- TASKS TO PERFORM:
1) How would you translate this sentence from the pancreatic cancer text into Spanish: "Pancreatic tumors contain different types of cancer cells with different properties."?
2) Could you reproduce the pancreatic cancer text between "Pancreatic tumors contain" and "treating pancreatic cancer.", inclusive, substituting "drug therapy" for "chemotherapy"?
3) Could you write the next part of the pancreatic cancer text, picking up after its last sentence?

- EXTRACTED TEXT:
_ _ _ _
Pancreatic ductal adenocarcinoma is the most common form of pancreatic cancer. It is also one of the deadliest types of cancer: fewer than one in ten patients live for five years after being diagnosed with the disease. Several reasons can explain this poor outcome including that the cancer is often diagnosed late, when tumor cells have already spread, and that there are not many effective treatments for it.
Pancreatic tumors contain different types of cancer cells with different properties. Among these are the so-called pancreatic cancer stem cells. These aggressive cells produce copies of themselves, contributing to tumor growth and spread. They can also help tumors to resist chemotherapy and radiotherapy. New treatments that specifically target cancer stem cells could therefore prove important for treating pancreatic cancer.
_ _ _ _
Source records
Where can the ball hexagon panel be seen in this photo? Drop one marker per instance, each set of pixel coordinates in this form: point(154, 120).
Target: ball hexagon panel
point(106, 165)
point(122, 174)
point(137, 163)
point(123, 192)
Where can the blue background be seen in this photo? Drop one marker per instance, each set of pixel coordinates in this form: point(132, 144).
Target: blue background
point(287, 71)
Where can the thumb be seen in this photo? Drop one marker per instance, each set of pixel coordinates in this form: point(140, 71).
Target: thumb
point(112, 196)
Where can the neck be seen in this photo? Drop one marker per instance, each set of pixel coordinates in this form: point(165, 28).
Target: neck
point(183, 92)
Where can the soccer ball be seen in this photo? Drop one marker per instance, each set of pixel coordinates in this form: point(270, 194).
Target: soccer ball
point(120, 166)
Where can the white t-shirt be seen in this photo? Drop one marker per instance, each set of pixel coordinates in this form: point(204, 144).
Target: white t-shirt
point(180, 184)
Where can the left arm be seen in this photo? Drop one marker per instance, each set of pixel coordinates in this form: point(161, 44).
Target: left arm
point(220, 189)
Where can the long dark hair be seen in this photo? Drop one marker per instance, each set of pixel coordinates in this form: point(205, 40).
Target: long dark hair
_ _ _ _
- OUTPUTS FOR THE TASKS:
1) Los tumores pancreáticos contienen distintos tipos de células cancerosas con propiedades diferentes.

2)
Pancreatic tumors contain different types of cancer cells with different properties. Among these are the so-called pancreatic cancer stem cells. These aggressive cells produce copies of themselves, contributing to tumor growth and spread. They can also help tumors to resist drug therapy and radiotherapy. New treatments that specifically target cancer stem cells could therefore prove important for treating pancreatic cancer.

3)
It is still not clear what makes pancreatic cancer stem cells so aggressive, or how they differ from the rest of the cells in a tumor. Abel et al. therefore looked for proteins that were more abundant in human pancreatic cancer stem cells than in other, less aggressive cancer cells with the idea that these proteins are likely to be important for the behavior of the pancreatic cancer stem cells.
Abel et al. found that a protein called HNF1A is enriched in pancreatic cancer stem cells. Experimentally reducing the levels of HNF1A in cells taken from human pancreatic cancers caused the cells to grow less well and form smaller tumors when injected into the pancreases of mice. These tumors contained few cancer stem cells, suggesting that HNF1A is important for maintaining the stem cell state. Further experiments showed that HNF1A increases the amount of many other proteins inside cells, including one that controls the activity of normal stem cells.
Given the importance of HNF1A to pancreatic cancer stem cells, finding ways to prevent this protein from working could lead to new treatments for pancreatic cancer. At the moment there are no drugs that target HNF1A. Further research is therefore needed to develop new drugs that work against HNF1A or one of the other proteins that it affects.